What you are asked to do. Pull out every line in the entries below that contains the word "plastic", and copy each one. Case counts, so only lines whose letters match in case are included.

Input records.
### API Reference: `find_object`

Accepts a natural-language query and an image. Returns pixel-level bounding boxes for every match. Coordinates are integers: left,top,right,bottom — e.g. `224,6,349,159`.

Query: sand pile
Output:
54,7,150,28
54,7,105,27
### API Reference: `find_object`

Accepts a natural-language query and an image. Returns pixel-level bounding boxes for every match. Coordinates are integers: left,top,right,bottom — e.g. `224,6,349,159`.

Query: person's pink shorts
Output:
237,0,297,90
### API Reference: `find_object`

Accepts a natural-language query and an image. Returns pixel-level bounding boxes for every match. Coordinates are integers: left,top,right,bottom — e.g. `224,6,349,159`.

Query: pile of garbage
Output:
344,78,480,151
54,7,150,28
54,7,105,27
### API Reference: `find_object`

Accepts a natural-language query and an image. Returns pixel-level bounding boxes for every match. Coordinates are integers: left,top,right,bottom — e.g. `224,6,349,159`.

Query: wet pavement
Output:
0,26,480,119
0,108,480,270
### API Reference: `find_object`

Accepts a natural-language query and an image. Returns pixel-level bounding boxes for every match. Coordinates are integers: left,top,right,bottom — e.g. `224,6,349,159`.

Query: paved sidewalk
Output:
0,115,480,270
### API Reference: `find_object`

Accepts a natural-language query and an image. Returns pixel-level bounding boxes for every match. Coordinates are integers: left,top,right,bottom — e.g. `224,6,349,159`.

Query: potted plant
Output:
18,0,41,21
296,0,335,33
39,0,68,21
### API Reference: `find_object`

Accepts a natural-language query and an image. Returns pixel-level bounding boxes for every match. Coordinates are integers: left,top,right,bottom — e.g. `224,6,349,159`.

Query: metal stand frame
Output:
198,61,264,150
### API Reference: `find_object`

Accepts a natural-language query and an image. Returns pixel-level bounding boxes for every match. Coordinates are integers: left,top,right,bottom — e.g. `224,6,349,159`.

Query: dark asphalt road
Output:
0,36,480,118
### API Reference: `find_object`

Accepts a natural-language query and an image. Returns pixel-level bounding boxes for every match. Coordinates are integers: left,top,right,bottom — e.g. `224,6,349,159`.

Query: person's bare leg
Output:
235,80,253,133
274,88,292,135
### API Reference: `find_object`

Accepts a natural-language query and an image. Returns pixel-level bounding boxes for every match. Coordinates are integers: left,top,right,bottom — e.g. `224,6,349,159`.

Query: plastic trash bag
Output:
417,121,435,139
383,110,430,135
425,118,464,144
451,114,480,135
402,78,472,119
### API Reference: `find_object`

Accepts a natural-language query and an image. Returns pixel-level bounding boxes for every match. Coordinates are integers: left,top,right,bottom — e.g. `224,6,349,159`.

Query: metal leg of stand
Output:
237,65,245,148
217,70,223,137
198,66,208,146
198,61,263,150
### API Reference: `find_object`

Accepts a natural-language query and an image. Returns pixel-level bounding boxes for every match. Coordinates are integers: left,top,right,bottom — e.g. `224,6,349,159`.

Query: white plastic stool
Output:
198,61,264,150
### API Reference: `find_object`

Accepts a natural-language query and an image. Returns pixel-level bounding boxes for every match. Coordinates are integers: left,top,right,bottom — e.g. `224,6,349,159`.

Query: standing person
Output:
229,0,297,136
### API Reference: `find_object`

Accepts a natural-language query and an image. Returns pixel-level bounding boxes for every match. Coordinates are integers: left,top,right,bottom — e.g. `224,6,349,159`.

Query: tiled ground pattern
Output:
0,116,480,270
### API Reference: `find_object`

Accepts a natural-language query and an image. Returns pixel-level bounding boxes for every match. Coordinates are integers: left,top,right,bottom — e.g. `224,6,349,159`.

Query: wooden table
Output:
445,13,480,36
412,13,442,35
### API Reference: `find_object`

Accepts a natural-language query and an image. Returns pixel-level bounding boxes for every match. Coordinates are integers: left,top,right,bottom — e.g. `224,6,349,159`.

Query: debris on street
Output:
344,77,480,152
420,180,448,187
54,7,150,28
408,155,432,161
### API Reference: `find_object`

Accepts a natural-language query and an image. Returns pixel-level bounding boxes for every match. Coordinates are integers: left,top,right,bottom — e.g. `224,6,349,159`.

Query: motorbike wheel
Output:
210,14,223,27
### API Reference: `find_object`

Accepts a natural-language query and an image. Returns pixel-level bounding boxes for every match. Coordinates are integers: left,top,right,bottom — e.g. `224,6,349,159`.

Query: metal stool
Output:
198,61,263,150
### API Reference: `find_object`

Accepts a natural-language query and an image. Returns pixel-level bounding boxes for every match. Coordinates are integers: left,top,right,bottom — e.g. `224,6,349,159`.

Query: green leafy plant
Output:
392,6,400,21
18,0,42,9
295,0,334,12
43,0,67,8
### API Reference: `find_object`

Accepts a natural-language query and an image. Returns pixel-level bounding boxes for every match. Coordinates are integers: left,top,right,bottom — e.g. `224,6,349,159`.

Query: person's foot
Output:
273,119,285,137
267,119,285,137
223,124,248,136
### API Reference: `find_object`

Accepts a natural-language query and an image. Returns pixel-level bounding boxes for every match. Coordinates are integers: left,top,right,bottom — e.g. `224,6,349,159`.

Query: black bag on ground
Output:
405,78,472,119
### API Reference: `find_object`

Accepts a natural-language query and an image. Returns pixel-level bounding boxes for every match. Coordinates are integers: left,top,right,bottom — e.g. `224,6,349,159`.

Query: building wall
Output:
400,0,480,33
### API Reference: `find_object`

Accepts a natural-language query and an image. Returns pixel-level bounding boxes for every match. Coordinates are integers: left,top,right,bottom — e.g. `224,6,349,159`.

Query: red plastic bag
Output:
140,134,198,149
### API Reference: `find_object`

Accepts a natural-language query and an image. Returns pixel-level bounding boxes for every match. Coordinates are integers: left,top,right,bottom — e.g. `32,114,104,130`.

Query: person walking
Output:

Result for this exercise.
Query: plastic trash bag
Query: white plastic stool
Query: red plastic bag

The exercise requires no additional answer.